| Exercise goal |
Word for word, reproduce the records that follow.

☆ ☆ ☆ ☆ ☆

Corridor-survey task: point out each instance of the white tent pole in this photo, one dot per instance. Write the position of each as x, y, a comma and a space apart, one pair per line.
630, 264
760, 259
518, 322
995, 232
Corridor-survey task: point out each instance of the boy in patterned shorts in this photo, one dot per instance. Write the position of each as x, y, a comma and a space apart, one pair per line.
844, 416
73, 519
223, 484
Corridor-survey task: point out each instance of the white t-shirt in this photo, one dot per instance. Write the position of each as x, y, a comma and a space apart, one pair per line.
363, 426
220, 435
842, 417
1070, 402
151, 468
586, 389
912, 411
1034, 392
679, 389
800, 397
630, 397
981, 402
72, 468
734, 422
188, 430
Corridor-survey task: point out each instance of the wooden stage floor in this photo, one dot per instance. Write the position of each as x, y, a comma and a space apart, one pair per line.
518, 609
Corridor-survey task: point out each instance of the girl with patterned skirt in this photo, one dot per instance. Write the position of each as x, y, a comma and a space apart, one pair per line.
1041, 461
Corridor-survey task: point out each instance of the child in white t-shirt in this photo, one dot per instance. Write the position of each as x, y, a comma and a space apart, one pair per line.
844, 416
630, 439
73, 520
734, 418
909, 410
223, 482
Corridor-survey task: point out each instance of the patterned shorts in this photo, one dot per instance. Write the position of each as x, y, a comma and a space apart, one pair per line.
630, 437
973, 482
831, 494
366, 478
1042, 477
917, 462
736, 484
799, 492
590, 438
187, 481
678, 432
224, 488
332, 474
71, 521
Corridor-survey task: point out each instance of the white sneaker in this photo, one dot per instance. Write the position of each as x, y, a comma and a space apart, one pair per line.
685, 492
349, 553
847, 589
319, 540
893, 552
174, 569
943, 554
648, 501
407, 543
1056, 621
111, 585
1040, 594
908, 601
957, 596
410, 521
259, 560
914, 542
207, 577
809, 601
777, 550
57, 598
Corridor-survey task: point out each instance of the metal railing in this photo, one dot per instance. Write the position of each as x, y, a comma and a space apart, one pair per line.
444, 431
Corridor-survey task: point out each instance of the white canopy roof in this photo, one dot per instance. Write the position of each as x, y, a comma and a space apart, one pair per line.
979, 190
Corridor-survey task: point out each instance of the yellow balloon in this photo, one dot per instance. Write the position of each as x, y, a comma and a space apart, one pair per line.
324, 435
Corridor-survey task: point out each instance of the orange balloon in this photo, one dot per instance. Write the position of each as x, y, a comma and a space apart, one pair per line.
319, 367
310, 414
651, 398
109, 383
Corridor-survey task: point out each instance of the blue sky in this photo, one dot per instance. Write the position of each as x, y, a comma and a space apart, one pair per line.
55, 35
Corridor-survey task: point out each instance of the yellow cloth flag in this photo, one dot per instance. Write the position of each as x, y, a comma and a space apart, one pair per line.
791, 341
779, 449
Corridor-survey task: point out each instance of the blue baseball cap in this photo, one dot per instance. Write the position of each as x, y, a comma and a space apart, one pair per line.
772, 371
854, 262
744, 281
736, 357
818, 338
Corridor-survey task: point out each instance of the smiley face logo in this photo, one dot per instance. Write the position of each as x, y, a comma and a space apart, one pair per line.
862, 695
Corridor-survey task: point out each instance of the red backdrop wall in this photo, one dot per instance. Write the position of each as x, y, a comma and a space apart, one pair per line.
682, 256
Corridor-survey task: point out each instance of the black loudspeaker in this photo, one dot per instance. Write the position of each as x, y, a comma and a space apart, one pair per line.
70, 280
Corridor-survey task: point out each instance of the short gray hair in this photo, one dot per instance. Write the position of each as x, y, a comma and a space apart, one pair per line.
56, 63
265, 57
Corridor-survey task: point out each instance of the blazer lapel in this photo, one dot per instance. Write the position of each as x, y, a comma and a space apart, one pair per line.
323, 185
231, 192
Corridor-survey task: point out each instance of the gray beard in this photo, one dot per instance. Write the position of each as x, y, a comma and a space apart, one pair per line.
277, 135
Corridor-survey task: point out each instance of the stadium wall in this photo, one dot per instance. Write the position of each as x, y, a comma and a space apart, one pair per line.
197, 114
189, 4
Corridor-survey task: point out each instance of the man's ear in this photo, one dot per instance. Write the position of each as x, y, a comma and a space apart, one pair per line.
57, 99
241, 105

☆ ☆ ☆ ☆ ☆

| Result for this task |
Corridor-survey task: point out each instance of the white tent pole in this photo, one dot per instance. Write the position of each as x, y, a comma and a space apart, one pair per line.
630, 264
760, 259
518, 322
995, 232
Corridor-survey task: point out each instance of the boy in patterned shorts in this photo, one dot per instance. Write the position of each as x, y, a comma and a space apart, one pair per line.
844, 416
73, 519
223, 484
Corridor-survey task: point out each instance of the white t-shirt in this photo, one dot per instance. Write the position of each as x, y, a comma and a space apart, one pair per line.
363, 426
220, 435
842, 417
1070, 402
151, 468
586, 389
912, 411
1034, 392
679, 389
800, 397
630, 397
981, 402
72, 468
734, 422
188, 430
Corridor-survey task: point out each instance of the wooden stage floor in this photo, one dot per instance. Write the position of each as x, y, a comma and a space apart, one pair per line.
518, 609
Corridor-survey task: point out each instance of the girl with patterned skirt in this photo, one dot per instance. Write the position of each as x, y, a comma and a space apart, one pair per line.
1041, 461
Corridor-survey task: point out each instance of the child in white t-shirt in this photo, one dot per instance. Write the position of each as x, y, a comma and a space apart, one pair per line.
844, 416
630, 439
73, 520
734, 418
909, 410
223, 482
Corridor-survey task: point out each instance of the patterned shorts in this photo, one dot per instance. Write the position of each as x, y, a comma and a space apart, one pair per line.
630, 437
973, 482
831, 494
366, 478
1042, 477
917, 462
736, 484
799, 492
590, 438
187, 481
678, 432
224, 488
332, 474
71, 521
Corridor-survey task: point out each instance of the white sneaker in this photo, one dot per instance. Write the position of each as x, y, a comma and a space apart, one pair per line.
685, 492
349, 553
847, 589
319, 540
893, 552
174, 569
943, 554
648, 501
407, 543
1056, 621
111, 585
1040, 594
908, 601
957, 596
410, 521
259, 560
914, 542
207, 577
809, 601
777, 550
57, 598
Corridor-survey task: point out each instance of the metal railing in this photo, one dot per instance. Write the position of each as x, y, a comma and a space apart, one pair per line.
444, 431
Corridor-survey task: point out each instance of the white canopy roof in this photo, one dot per instance. Write the position of each as x, y, a comma and a space apart, one pair per line.
979, 190
Corridor-survey task: point out each instance of the yellow balloon in this photo, one dot per instance. Write the position of each as x, y, a comma and a space apart, one pair per line.
324, 435
Corridor-survey task: point out each instance of the orange balloon in this photo, one dot per instance. Write the position of each as x, y, a comma and a space apart, one pair per line.
319, 367
310, 414
651, 398
109, 383
Corridor-survey task: point out each instance of the blue sky in this photo, one dot per instance. Write the position of each as x, y, a comma and a space apart, one pair per line.
55, 35
Corridor-survey task: point out each instance of the yellow cloth flag in this photo, one dot per instance. Write the position of each as x, y, a comma and a space apart, one pair per line.
791, 341
779, 449
Corridor-survey task: point out each instance of the blue baseball cap in this photo, one dot per instance. Write the position of each as x, y, a comma and a space apart, one pair per line.
772, 371
854, 262
744, 281
736, 357
818, 338
Corridor-survey task: point out each instance of the smiley face logo in this photo, one dot per instance. Write the position of each as x, y, a comma and a space apart, one pair per line.
862, 695
Corridor-survey task: point out each instance of the red backdrop wall in this photo, one dot per instance. Write the position of each as x, y, a comma and a space apart, one pair per line.
682, 256
Corridor-survey task: point out each instance of the black loudspeaker in this photo, one dot per instance. Write the position of each as x, y, a comma and a space apart, one pair per line.
70, 280
Corridor-survey task: point out each instance of the short gray hair in this photo, one dot per instance. Write the position of each as x, y, a comma and a space apart, one pair per line.
56, 63
265, 57
Corridor-survey task: point out each instance of the blazer lapel in this photo, one dot per instance. Write the position of each as x, y, a comma and a space apart, one pair per line.
323, 185
231, 192
Corridor-survey task: point out each instance of the gray beard in this photo, one dot per instance. Write the position of each as x, y, a comma and a space apart, one pair per line.
277, 135
Corridor-survey task: point out each instance of the stadium wall in this photo, one dot per instance. Write the position of each as x, y, a comma and a space apart, one pair per line.
197, 114
189, 4
Corridor-survey task: point out each instance of the man's ear in this photo, one dot per instance. Write the position of each as x, y, a comma and a space apart, one pair per line.
57, 99
241, 105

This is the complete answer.